Start DATA LISTING

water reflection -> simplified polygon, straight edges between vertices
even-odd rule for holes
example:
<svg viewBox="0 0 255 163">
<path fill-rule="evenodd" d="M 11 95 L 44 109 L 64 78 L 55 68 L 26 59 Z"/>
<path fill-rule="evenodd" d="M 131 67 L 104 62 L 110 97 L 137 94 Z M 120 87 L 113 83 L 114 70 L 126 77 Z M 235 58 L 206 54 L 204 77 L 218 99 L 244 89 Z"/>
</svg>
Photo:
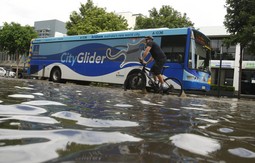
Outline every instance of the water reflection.
<svg viewBox="0 0 255 163">
<path fill-rule="evenodd" d="M 1 79 L 0 103 L 0 162 L 255 161 L 250 100 Z"/>
</svg>

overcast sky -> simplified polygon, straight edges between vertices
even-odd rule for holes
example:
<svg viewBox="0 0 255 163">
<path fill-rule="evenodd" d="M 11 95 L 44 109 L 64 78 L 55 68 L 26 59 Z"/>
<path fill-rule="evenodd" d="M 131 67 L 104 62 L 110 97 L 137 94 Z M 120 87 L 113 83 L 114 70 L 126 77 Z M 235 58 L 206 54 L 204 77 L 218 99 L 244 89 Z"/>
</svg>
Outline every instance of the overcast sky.
<svg viewBox="0 0 255 163">
<path fill-rule="evenodd" d="M 66 22 L 87 0 L 0 0 L 0 26 L 15 22 L 33 26 L 35 21 L 58 19 Z M 93 0 L 107 12 L 132 12 L 148 16 L 148 10 L 169 5 L 195 23 L 195 27 L 223 26 L 225 0 Z"/>
</svg>

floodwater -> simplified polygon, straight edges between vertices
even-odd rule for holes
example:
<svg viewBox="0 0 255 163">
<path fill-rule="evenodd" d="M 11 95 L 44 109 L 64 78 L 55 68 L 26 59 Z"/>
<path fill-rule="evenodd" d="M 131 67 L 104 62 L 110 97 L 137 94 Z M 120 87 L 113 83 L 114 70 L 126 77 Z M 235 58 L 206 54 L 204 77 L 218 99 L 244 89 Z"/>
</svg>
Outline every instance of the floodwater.
<svg viewBox="0 0 255 163">
<path fill-rule="evenodd" d="M 255 162 L 254 104 L 0 78 L 0 162 Z"/>
</svg>

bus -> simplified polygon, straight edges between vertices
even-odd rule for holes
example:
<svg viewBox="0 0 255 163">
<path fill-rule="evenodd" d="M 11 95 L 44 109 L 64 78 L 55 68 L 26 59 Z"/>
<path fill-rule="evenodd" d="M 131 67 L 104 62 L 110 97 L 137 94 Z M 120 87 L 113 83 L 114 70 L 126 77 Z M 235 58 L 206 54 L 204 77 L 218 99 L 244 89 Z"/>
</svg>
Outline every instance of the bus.
<svg viewBox="0 0 255 163">
<path fill-rule="evenodd" d="M 210 90 L 210 40 L 193 28 L 157 28 L 31 41 L 28 73 L 53 82 L 76 80 L 123 84 L 152 36 L 167 56 L 165 77 L 178 78 L 184 90 Z M 149 57 L 149 56 L 147 56 Z M 150 68 L 152 64 L 148 65 Z"/>
</svg>

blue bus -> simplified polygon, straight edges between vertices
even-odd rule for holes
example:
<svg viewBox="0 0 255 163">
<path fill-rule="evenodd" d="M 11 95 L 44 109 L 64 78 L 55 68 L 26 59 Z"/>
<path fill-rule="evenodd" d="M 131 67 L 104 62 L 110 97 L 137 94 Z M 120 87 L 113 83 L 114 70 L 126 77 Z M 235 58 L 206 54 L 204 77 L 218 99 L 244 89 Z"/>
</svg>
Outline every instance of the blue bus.
<svg viewBox="0 0 255 163">
<path fill-rule="evenodd" d="M 123 84 L 132 70 L 141 66 L 138 57 L 144 52 L 145 36 L 153 36 L 167 55 L 170 68 L 165 77 L 178 78 L 184 90 L 210 90 L 210 40 L 193 28 L 37 38 L 31 41 L 28 72 L 54 82 Z"/>
</svg>

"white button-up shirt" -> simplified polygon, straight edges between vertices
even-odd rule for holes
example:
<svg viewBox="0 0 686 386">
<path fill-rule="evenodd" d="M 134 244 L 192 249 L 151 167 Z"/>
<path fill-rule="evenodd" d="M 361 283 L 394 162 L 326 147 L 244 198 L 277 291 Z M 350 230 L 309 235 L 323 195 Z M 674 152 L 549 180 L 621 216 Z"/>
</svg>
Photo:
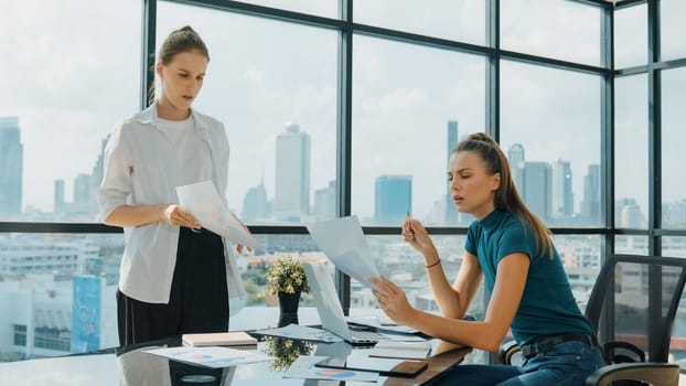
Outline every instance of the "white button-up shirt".
<svg viewBox="0 0 686 386">
<path fill-rule="evenodd" d="M 213 182 L 225 201 L 228 175 L 228 140 L 224 125 L 192 110 L 197 137 L 206 146 L 213 164 Z M 105 170 L 98 194 L 100 216 L 121 205 L 178 203 L 175 187 L 181 185 L 178 171 L 184 160 L 158 126 L 153 104 L 117 125 L 105 148 Z M 200 181 L 197 181 L 200 182 Z M 124 228 L 126 248 L 119 268 L 119 290 L 126 296 L 149 302 L 169 303 L 179 226 L 156 222 Z M 231 242 L 224 239 L 226 281 L 229 298 L 246 297 Z M 236 299 L 232 299 L 233 301 Z M 231 310 L 232 313 L 236 310 Z"/>
</svg>

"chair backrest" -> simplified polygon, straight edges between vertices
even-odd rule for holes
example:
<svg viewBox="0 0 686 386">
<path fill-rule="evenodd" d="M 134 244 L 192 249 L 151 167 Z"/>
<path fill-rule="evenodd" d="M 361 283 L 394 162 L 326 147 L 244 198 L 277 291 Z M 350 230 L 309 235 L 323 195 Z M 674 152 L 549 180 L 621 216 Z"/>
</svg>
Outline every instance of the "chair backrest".
<svg viewBox="0 0 686 386">
<path fill-rule="evenodd" d="M 647 361 L 667 362 L 685 282 L 686 258 L 611 255 L 586 308 L 601 346 L 629 342 L 647 353 Z"/>
</svg>

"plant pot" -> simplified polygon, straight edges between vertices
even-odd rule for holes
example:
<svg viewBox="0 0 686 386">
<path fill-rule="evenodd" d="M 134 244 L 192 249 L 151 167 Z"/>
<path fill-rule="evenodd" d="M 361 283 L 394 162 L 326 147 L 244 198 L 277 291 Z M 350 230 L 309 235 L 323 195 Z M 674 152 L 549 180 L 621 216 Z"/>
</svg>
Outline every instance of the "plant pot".
<svg viewBox="0 0 686 386">
<path fill-rule="evenodd" d="M 286 293 L 279 292 L 279 325 L 280 328 L 289 324 L 298 324 L 298 304 L 300 303 L 300 292 Z"/>
</svg>

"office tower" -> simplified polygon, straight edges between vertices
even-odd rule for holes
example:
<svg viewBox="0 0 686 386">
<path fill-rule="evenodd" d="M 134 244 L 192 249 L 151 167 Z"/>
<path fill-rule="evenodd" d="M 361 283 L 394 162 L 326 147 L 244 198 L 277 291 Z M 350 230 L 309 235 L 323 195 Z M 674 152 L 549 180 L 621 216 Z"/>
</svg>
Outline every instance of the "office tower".
<svg viewBox="0 0 686 386">
<path fill-rule="evenodd" d="M 662 226 L 665 228 L 686 228 L 686 200 L 662 205 Z"/>
<path fill-rule="evenodd" d="M 71 212 L 73 214 L 88 214 L 95 201 L 93 191 L 93 176 L 86 173 L 78 173 L 74 179 L 74 203 Z"/>
<path fill-rule="evenodd" d="M 550 165 L 547 162 L 524 163 L 524 202 L 542 221 L 550 213 Z"/>
<path fill-rule="evenodd" d="M 446 156 L 446 170 L 449 168 L 450 156 L 452 154 L 452 150 L 458 144 L 458 121 L 449 120 L 448 121 L 448 151 Z M 446 204 L 443 205 L 444 216 L 446 216 L 446 225 L 454 225 L 458 224 L 458 208 L 452 202 L 452 194 L 450 193 L 450 185 L 446 184 Z"/>
<path fill-rule="evenodd" d="M 329 181 L 329 186 L 314 191 L 314 206 L 312 214 L 317 219 L 335 218 L 336 214 L 336 182 Z"/>
<path fill-rule="evenodd" d="M 643 212 L 635 199 L 615 201 L 614 224 L 621 228 L 640 228 L 643 225 Z"/>
<path fill-rule="evenodd" d="M 264 180 L 259 185 L 248 189 L 243 199 L 243 221 L 254 222 L 256 219 L 265 219 L 271 215 L 269 201 L 267 200 L 267 190 Z"/>
<path fill-rule="evenodd" d="M 19 118 L 0 117 L 0 216 L 21 214 L 23 154 Z"/>
<path fill-rule="evenodd" d="M 512 180 L 519 195 L 524 197 L 524 165 L 526 162 L 524 147 L 522 143 L 513 143 L 507 151 L 507 161 L 512 170 Z"/>
<path fill-rule="evenodd" d="M 581 202 L 581 217 L 589 225 L 602 221 L 600 206 L 600 165 L 588 165 L 588 173 L 583 176 L 583 201 Z"/>
<path fill-rule="evenodd" d="M 403 225 L 412 211 L 412 176 L 379 175 L 374 191 L 374 219 L 377 224 Z"/>
<path fill-rule="evenodd" d="M 275 218 L 300 221 L 310 210 L 310 136 L 296 122 L 277 136 L 276 180 Z"/>
<path fill-rule="evenodd" d="M 55 192 L 53 194 L 53 212 L 64 212 L 64 180 L 55 180 Z"/>
<path fill-rule="evenodd" d="M 553 163 L 551 218 L 569 218 L 574 214 L 571 165 L 560 159 Z"/>
</svg>

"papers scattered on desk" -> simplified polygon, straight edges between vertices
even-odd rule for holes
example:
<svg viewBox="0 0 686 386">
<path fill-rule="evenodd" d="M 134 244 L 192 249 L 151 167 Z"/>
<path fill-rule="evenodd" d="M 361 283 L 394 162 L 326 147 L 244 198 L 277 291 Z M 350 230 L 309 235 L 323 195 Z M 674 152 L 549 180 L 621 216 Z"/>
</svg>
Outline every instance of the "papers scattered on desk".
<svg viewBox="0 0 686 386">
<path fill-rule="evenodd" d="M 250 248 L 259 243 L 243 228 L 236 215 L 226 207 L 212 181 L 176 186 L 179 204 L 189 211 L 200 224 L 219 236 Z"/>
<path fill-rule="evenodd" d="M 369 356 L 424 361 L 429 356 L 429 352 L 431 352 L 430 341 L 379 341 L 374 349 L 369 351 Z"/>
<path fill-rule="evenodd" d="M 259 330 L 255 331 L 254 334 L 325 343 L 335 343 L 343 341 L 343 339 L 330 333 L 329 331 L 299 324 L 289 324 L 280 329 Z"/>
<path fill-rule="evenodd" d="M 231 367 L 246 363 L 267 362 L 274 360 L 271 356 L 257 352 L 229 347 L 183 346 L 146 350 L 144 353 L 212 368 Z"/>
<path fill-rule="evenodd" d="M 377 382 L 378 373 L 355 372 L 345 368 L 315 367 L 325 356 L 299 356 L 283 373 L 285 378 L 333 379 L 344 382 Z"/>
<path fill-rule="evenodd" d="M 357 216 L 312 223 L 308 232 L 336 268 L 374 289 L 369 278 L 380 278 L 380 275 Z"/>
<path fill-rule="evenodd" d="M 245 331 L 208 332 L 183 334 L 183 345 L 186 346 L 248 346 L 257 349 L 257 340 Z"/>
<path fill-rule="evenodd" d="M 383 322 L 379 320 L 379 317 L 346 317 L 345 320 L 347 320 L 347 322 L 351 324 L 368 326 L 372 330 L 379 332 L 389 332 L 397 334 L 416 334 L 418 332 L 418 330 L 403 324 L 383 324 Z"/>
</svg>

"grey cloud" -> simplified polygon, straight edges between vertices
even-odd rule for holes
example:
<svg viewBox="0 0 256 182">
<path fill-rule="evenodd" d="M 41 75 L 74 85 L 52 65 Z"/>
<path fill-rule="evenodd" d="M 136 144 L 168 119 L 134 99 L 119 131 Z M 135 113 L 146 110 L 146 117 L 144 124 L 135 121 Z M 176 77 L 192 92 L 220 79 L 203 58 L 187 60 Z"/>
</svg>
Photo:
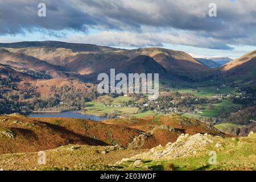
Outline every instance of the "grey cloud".
<svg viewBox="0 0 256 182">
<path fill-rule="evenodd" d="M 37 16 L 39 2 L 47 5 L 46 18 Z M 208 5 L 212 2 L 217 6 L 217 17 L 208 15 Z M 228 45 L 256 46 L 255 7 L 256 1 L 251 0 L 1 0 L 0 34 L 41 31 L 61 37 L 64 35 L 57 31 L 73 30 L 86 33 L 88 27 L 93 27 L 141 36 L 167 29 L 172 35 L 175 33 L 172 30 L 188 34 L 185 41 L 181 38 L 177 41 L 181 44 L 231 49 Z M 109 39 L 113 42 L 109 46 L 117 46 L 113 36 L 112 34 Z M 99 39 L 102 39 L 99 42 L 105 42 L 103 37 Z M 141 44 L 128 43 L 126 39 L 122 39 L 115 44 L 118 41 L 129 46 L 147 44 L 141 38 L 143 41 Z M 146 46 L 160 46 L 167 42 L 163 38 L 155 39 L 155 43 L 150 39 Z M 176 43 L 175 39 L 169 41 Z"/>
</svg>

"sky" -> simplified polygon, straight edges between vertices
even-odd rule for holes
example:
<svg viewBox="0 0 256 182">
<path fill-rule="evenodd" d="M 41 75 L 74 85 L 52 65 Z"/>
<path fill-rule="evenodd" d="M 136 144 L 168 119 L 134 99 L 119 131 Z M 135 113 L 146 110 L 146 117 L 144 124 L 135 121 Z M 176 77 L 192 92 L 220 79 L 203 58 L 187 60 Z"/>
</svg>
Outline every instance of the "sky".
<svg viewBox="0 0 256 182">
<path fill-rule="evenodd" d="M 0 24 L 5 43 L 159 47 L 232 59 L 256 49 L 256 0 L 0 0 Z"/>
</svg>

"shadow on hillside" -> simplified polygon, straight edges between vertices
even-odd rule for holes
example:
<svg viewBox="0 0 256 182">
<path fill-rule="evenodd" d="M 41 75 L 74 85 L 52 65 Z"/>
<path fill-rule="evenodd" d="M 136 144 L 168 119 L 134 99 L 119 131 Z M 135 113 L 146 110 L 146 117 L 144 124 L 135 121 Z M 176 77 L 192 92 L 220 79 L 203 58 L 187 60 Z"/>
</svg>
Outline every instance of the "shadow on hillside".
<svg viewBox="0 0 256 182">
<path fill-rule="evenodd" d="M 49 128 L 54 130 L 56 132 L 60 133 L 63 136 L 72 136 L 76 138 L 78 138 L 83 142 L 83 144 L 88 144 L 90 146 L 108 146 L 106 143 L 102 141 L 98 140 L 96 139 L 92 139 L 91 138 L 83 136 L 81 135 L 77 134 L 73 131 L 68 130 L 65 127 L 55 125 L 53 124 L 45 122 L 38 121 L 38 122 L 47 125 Z M 67 136 L 68 135 L 68 136 Z M 67 138 L 67 137 L 65 137 Z M 74 142 L 73 141 L 69 141 L 71 143 Z M 75 142 L 74 142 L 75 143 Z"/>
</svg>

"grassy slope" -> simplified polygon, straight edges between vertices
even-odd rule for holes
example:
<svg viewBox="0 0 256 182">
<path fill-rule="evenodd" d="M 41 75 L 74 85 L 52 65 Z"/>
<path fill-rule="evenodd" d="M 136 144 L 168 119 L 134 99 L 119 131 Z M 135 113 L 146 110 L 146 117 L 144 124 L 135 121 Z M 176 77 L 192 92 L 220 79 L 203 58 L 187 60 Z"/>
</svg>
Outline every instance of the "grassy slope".
<svg viewBox="0 0 256 182">
<path fill-rule="evenodd" d="M 221 146 L 216 147 L 216 143 Z M 0 166 L 5 170 L 256 170 L 255 143 L 255 134 L 236 139 L 215 136 L 213 143 L 196 148 L 196 154 L 168 159 L 143 158 L 138 165 L 134 164 L 135 155 L 148 150 L 69 145 L 46 151 L 46 165 L 38 164 L 37 153 L 27 153 L 1 155 Z M 101 153 L 106 150 L 110 152 Z M 216 164 L 209 163 L 210 151 L 216 152 Z M 122 158 L 130 159 L 117 164 Z M 172 167 L 167 167 L 167 164 Z"/>
</svg>

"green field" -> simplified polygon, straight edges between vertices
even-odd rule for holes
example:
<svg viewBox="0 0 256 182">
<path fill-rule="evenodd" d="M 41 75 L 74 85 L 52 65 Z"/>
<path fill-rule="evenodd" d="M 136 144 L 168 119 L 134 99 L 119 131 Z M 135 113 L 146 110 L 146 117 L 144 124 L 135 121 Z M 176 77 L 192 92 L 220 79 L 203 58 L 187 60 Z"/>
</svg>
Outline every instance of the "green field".
<svg viewBox="0 0 256 182">
<path fill-rule="evenodd" d="M 214 127 L 221 131 L 228 133 L 232 133 L 233 130 L 236 131 L 237 129 L 243 127 L 242 125 L 228 123 L 216 125 L 214 125 Z"/>
<path fill-rule="evenodd" d="M 138 109 L 129 107 L 110 107 L 104 106 L 102 103 L 97 102 L 89 102 L 85 103 L 86 106 L 84 108 L 82 114 L 92 114 L 98 116 L 109 115 L 114 114 L 116 115 L 124 115 L 125 114 L 134 114 L 137 113 Z"/>
<path fill-rule="evenodd" d="M 137 113 L 135 114 L 131 115 L 132 116 L 138 117 L 138 118 L 142 118 L 150 115 L 154 115 L 155 113 L 151 110 L 147 110 L 141 113 Z"/>
<path fill-rule="evenodd" d="M 230 86 L 222 87 L 220 88 L 219 90 L 217 90 L 216 86 L 210 86 L 205 88 L 199 88 L 197 89 L 174 89 L 174 91 L 181 93 L 189 93 L 197 97 L 212 97 L 216 94 L 228 94 L 233 93 L 236 91 L 236 88 Z"/>
</svg>

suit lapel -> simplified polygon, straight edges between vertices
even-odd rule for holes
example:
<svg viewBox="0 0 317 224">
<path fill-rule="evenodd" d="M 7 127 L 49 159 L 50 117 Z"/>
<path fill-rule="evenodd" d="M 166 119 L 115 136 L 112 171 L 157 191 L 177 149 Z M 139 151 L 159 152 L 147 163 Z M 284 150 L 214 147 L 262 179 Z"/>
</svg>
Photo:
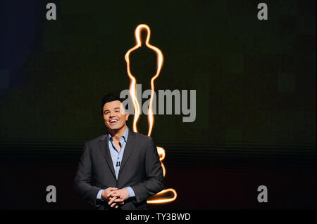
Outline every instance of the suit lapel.
<svg viewBox="0 0 317 224">
<path fill-rule="evenodd" d="M 135 148 L 135 133 L 129 129 L 129 134 L 128 136 L 128 140 L 125 147 L 125 152 L 123 153 L 123 157 L 121 161 L 121 166 L 120 166 L 119 175 L 121 173 L 123 166 L 129 159 L 130 155 L 133 152 L 133 149 Z"/>
<path fill-rule="evenodd" d="M 112 162 L 111 155 L 110 154 L 109 145 L 108 145 L 108 135 L 104 135 L 99 140 L 99 148 L 101 153 L 108 164 L 108 166 L 111 171 L 112 174 L 116 178 L 116 173 L 113 168 L 113 163 Z"/>
</svg>

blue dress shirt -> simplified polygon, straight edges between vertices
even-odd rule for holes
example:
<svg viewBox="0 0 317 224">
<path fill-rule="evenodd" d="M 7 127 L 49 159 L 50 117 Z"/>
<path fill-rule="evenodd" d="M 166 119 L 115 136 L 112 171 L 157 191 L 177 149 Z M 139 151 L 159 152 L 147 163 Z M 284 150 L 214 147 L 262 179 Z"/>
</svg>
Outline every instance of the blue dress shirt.
<svg viewBox="0 0 317 224">
<path fill-rule="evenodd" d="M 120 150 L 120 151 L 118 151 L 117 149 L 116 148 L 116 146 L 114 145 L 113 143 L 113 138 L 112 138 L 112 136 L 110 135 L 110 133 L 108 134 L 108 145 L 109 145 L 110 154 L 111 155 L 112 162 L 113 164 L 113 168 L 116 172 L 116 178 L 117 178 L 117 180 L 118 176 L 119 175 L 119 170 L 122 158 L 123 157 L 123 153 L 125 152 L 125 145 L 127 143 L 128 133 L 129 133 L 129 129 L 127 127 L 125 133 L 121 137 L 120 137 L 119 139 L 120 144 L 121 145 L 121 149 Z M 128 191 L 129 192 L 130 197 L 135 196 L 135 192 L 131 188 L 131 187 L 129 186 L 126 187 L 125 188 L 127 188 Z M 104 190 L 104 190 L 101 189 L 98 192 L 97 197 L 98 199 L 102 200 L 101 194 Z"/>
</svg>

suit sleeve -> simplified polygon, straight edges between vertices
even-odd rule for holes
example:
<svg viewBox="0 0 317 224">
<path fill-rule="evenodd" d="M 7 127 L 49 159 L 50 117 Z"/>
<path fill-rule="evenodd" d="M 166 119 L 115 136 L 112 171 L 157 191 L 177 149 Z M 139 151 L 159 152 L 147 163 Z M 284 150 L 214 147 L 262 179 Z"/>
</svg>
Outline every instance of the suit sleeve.
<svg viewBox="0 0 317 224">
<path fill-rule="evenodd" d="M 135 192 L 137 203 L 159 192 L 165 185 L 162 166 L 152 138 L 150 138 L 147 147 L 145 173 L 147 178 L 144 182 L 131 186 Z"/>
<path fill-rule="evenodd" d="M 80 197 L 89 202 L 94 207 L 98 207 L 100 205 L 97 204 L 97 196 L 101 188 L 92 185 L 92 173 L 90 150 L 87 143 L 86 143 L 75 177 L 73 190 Z"/>
</svg>

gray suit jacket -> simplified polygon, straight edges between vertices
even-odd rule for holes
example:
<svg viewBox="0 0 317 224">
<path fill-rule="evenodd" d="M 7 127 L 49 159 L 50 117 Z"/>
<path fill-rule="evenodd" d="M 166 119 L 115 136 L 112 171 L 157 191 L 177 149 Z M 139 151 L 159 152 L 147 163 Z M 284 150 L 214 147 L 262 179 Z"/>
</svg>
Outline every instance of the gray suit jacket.
<svg viewBox="0 0 317 224">
<path fill-rule="evenodd" d="M 95 209 L 113 209 L 97 199 L 101 189 L 130 186 L 135 197 L 128 199 L 121 209 L 146 209 L 147 199 L 164 187 L 163 170 L 152 138 L 131 131 L 123 153 L 118 180 L 108 145 L 108 134 L 87 142 L 75 178 L 75 193 Z"/>
</svg>

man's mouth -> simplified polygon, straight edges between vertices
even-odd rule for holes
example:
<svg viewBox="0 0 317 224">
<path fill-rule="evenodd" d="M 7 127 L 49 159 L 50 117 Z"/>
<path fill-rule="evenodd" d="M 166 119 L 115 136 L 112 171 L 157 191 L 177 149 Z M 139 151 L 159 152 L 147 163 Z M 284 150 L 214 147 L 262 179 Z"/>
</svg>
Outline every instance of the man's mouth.
<svg viewBox="0 0 317 224">
<path fill-rule="evenodd" d="M 118 119 L 111 119 L 111 120 L 109 121 L 109 123 L 110 123 L 110 124 L 116 124 L 116 123 L 117 123 L 118 121 Z"/>
</svg>

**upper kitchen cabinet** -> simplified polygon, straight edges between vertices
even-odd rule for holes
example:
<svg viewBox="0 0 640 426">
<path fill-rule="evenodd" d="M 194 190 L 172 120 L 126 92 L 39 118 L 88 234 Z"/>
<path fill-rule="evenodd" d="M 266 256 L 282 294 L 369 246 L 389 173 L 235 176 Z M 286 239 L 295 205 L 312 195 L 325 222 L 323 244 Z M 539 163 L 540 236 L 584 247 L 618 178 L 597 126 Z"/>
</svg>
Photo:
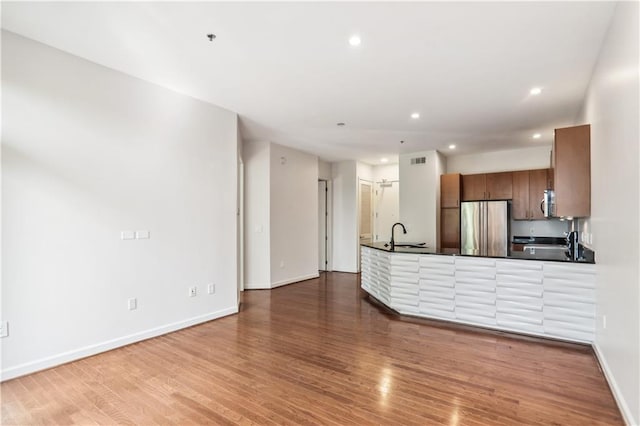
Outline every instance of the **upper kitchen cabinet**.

End DATA LISTING

▶ [STATED GOAL]:
How many of the lines above contain the string "gray"? The match is case-sensitive. Reply with the number only.

▶ [COMPLETE ANSWER]:
2